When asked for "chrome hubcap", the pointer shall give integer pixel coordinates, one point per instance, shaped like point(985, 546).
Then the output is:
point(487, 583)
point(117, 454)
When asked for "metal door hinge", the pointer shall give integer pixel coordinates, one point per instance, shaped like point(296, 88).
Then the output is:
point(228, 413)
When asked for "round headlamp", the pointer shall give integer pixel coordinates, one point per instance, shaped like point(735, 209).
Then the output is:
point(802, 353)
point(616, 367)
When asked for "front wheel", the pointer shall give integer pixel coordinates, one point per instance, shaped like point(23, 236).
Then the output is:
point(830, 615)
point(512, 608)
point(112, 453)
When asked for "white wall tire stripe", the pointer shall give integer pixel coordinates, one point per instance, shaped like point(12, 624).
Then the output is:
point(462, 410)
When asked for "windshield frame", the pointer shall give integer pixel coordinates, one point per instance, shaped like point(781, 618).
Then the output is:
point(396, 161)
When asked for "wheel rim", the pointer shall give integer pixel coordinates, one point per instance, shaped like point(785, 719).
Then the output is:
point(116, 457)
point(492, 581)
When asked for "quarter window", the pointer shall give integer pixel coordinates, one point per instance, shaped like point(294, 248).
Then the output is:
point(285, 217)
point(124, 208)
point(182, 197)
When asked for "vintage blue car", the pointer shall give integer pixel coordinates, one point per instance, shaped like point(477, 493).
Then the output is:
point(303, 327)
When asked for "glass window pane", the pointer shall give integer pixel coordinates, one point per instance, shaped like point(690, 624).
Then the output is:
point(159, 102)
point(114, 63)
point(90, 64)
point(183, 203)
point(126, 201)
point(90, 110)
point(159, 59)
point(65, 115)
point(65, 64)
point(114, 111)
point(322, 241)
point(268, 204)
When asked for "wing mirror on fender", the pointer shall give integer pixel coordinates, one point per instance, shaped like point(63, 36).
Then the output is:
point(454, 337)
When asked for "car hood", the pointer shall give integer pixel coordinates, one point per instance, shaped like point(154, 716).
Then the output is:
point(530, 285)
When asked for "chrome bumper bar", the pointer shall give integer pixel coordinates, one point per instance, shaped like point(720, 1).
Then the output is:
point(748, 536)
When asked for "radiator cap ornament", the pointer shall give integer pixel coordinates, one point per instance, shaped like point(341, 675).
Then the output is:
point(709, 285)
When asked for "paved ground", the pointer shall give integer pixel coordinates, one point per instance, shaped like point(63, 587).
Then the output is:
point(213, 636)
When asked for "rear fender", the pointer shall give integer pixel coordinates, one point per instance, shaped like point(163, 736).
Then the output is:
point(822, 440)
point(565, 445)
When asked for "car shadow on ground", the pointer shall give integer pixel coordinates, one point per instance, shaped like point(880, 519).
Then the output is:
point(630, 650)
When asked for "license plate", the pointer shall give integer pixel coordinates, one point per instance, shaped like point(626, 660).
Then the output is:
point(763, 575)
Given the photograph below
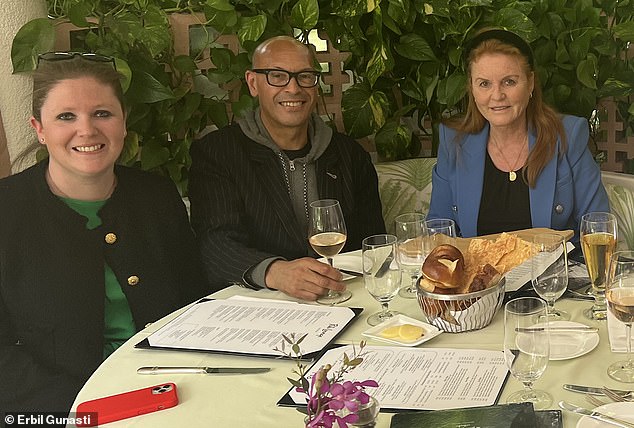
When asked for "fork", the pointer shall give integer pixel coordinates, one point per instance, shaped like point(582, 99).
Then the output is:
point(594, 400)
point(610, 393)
---*---
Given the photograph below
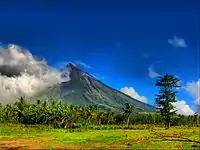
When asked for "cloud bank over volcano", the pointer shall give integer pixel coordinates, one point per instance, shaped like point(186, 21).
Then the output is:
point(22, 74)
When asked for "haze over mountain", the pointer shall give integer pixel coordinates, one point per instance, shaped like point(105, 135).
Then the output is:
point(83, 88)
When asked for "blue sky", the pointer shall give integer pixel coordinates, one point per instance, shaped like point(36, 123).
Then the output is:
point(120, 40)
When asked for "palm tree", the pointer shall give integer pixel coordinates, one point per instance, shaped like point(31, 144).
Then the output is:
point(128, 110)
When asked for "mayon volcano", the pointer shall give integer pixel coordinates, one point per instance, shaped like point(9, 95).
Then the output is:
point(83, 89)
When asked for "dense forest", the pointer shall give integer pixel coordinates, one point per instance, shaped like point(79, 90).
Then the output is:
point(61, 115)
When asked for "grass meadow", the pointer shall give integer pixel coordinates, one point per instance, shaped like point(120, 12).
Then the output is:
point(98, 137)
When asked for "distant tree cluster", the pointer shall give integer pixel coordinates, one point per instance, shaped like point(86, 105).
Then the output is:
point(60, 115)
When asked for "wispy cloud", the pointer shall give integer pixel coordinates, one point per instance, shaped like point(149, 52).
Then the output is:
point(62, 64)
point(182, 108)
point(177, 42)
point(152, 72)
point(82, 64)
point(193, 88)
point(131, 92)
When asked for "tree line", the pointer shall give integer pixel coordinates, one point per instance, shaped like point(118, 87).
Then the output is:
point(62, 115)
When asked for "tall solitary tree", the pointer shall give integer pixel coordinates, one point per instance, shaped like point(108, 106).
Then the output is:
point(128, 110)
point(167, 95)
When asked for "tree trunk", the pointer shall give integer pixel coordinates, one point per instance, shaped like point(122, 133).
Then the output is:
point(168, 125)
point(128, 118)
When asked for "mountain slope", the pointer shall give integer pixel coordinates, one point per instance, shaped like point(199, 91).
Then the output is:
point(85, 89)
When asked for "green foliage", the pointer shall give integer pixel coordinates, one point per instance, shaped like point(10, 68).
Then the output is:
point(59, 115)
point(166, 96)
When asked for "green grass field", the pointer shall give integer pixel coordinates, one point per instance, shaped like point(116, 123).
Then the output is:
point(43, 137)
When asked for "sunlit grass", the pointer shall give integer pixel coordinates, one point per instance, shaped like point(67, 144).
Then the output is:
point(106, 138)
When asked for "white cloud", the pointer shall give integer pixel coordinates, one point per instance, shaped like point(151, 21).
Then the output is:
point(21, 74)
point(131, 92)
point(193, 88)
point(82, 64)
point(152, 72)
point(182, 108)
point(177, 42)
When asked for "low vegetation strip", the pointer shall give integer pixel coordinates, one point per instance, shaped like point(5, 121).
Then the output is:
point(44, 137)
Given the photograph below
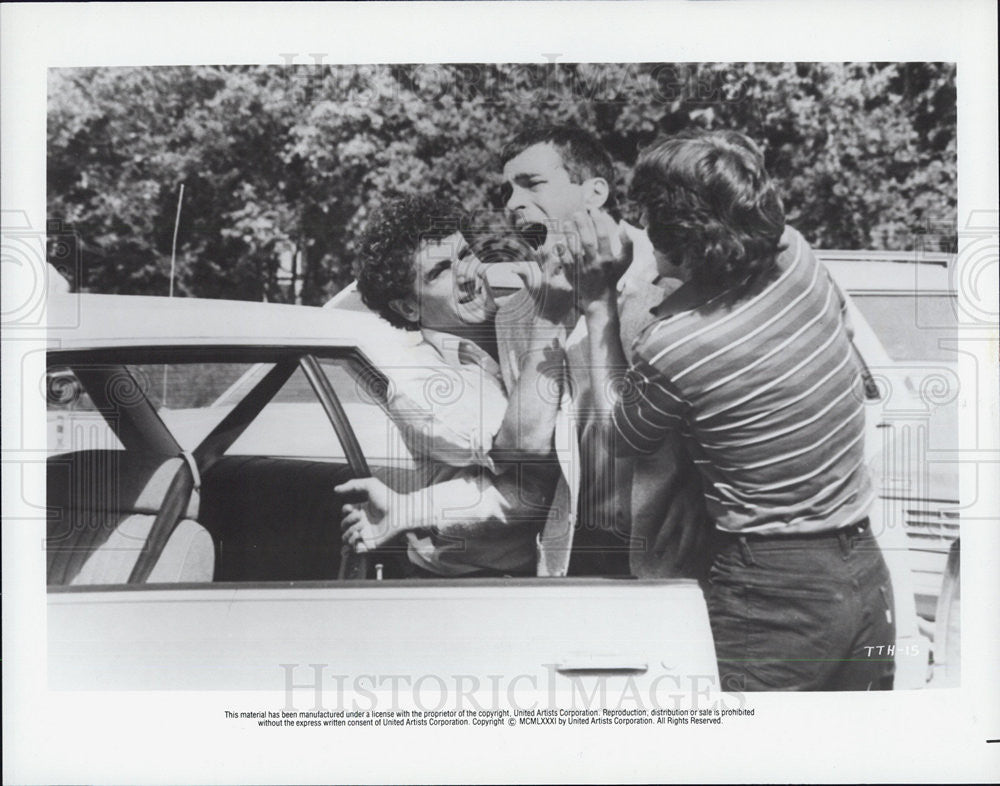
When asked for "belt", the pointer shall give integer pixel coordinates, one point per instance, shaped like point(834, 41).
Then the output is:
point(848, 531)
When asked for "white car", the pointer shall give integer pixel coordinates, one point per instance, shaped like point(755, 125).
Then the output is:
---*---
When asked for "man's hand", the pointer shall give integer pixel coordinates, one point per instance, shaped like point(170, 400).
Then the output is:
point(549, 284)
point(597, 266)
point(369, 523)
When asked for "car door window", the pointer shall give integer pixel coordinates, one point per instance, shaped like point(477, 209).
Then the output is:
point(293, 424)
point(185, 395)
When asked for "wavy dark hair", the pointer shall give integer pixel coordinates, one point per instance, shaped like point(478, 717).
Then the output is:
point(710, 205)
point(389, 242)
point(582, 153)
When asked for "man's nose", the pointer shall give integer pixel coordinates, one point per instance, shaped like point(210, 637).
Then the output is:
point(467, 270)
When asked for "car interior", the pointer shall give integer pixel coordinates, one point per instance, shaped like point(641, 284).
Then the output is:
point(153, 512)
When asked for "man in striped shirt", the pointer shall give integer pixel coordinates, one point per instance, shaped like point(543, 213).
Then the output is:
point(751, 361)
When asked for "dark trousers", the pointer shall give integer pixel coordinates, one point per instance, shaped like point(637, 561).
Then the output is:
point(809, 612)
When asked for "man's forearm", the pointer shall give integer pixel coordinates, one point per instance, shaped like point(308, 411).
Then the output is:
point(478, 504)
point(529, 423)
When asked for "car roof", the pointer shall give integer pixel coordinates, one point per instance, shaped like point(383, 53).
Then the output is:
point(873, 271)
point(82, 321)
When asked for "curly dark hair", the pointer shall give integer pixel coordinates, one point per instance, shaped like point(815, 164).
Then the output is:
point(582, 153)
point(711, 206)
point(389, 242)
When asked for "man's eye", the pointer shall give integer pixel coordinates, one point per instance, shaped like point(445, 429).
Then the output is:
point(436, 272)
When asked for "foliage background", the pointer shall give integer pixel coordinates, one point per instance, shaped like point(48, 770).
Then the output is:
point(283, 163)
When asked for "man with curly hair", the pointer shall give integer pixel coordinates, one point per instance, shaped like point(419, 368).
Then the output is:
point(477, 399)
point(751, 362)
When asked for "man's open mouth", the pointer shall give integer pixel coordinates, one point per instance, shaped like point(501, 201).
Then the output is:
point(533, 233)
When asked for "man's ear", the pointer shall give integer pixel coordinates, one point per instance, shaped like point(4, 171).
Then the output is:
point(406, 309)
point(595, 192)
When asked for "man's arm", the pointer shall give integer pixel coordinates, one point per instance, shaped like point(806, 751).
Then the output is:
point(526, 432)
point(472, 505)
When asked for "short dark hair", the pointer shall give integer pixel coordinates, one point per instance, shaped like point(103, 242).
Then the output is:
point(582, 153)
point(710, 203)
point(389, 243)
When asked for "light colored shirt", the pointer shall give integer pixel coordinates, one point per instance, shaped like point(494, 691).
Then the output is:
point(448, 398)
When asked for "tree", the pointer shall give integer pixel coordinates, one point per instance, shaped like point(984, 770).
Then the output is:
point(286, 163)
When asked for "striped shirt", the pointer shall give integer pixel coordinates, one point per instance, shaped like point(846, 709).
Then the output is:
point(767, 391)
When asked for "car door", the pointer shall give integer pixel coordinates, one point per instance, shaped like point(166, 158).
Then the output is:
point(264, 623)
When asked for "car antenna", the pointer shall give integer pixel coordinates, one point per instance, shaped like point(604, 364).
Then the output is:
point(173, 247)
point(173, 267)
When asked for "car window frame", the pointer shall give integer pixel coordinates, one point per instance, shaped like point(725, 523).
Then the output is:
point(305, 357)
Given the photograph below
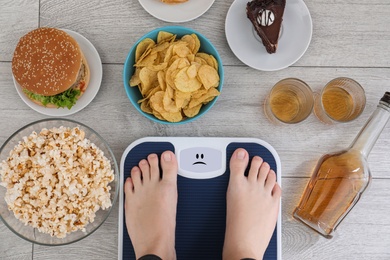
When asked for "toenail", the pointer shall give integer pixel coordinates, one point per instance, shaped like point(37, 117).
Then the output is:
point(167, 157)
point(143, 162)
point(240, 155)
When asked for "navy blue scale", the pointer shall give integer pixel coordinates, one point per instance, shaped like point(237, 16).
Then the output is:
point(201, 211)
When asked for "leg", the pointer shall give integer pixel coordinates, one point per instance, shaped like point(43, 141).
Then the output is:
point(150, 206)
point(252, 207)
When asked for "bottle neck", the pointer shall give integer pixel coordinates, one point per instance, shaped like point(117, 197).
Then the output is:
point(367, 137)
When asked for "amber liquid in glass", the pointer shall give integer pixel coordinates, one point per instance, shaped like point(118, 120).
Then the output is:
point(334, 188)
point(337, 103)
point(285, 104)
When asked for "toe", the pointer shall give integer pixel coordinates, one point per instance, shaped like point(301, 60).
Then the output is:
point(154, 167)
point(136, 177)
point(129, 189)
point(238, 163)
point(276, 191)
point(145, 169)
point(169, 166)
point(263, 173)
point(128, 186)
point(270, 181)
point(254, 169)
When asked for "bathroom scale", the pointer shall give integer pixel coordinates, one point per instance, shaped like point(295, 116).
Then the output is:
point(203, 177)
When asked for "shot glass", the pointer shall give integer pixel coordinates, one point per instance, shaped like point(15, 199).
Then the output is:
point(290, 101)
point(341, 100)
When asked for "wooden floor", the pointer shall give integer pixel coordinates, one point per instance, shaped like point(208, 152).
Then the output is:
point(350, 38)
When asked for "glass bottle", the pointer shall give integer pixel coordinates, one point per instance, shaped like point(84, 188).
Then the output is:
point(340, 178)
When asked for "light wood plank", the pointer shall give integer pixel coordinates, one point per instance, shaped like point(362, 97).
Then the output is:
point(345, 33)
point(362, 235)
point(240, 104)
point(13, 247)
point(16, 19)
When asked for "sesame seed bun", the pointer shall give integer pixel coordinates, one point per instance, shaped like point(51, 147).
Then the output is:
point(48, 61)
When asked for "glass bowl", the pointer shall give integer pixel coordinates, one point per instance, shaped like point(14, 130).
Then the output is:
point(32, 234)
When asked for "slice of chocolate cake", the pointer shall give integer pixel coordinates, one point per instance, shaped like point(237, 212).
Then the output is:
---*---
» SET EXERCISE
Rewrite everything from the line containing "like point(79, 90)." down to the line containing "point(166, 96)", both included, keeping every item's request line and its wording unchanged. Shift each answer coordinate by adding 7 to both of its numbers, and leave the sample coordinates inside the requests as they are.

» ANSWER BELOW
When asked for "dense forest", the pointer shall give integer pixel coordinates, one point per instance, shaped like point(79, 90).
Then the output is:
point(68, 122)
When asked for "grass meadow", the pointer shall give integer pixel coordinates, one point per instance, shaped like point(120, 12).
Then the output is:
point(105, 144)
When asked for "distant tree cluster", the pointer shall give integer pixel coordinates, one point per instance, shaped like point(86, 105).
Then the output is:
point(67, 122)
When asked for "wispy cloud", the pointer shall give integer pixel coordinates, one point per instance, shaped like point(149, 52).
Then the output is:
point(69, 71)
point(189, 115)
point(184, 49)
point(159, 79)
point(89, 71)
point(200, 95)
point(138, 99)
When asked for "tree line", the pointer shall give integer pixel coordinates, one point per instance, shaped like point(118, 87).
Then the output is:
point(69, 122)
When asked for "tall solitary tree", the pointer shall give integer pixel coordinates, one point per instance, shaped like point(108, 106).
Then the output is:
point(135, 117)
point(174, 102)
When asked for "tree trunk", the pointer shall give integer pixel coordinates, one point per instance, shaped like point(122, 133).
Then the output is:
point(175, 132)
point(135, 125)
When asked for "mountain slope", the pointer shall give integer pixel coordinates, one point per instance, shaped like point(199, 91).
Then the output is:
point(92, 96)
When asked for "green foliage", the pointer shall give integer pixel coordinates, one point per instance, shaped like point(10, 68).
Then the output is:
point(66, 122)
point(173, 103)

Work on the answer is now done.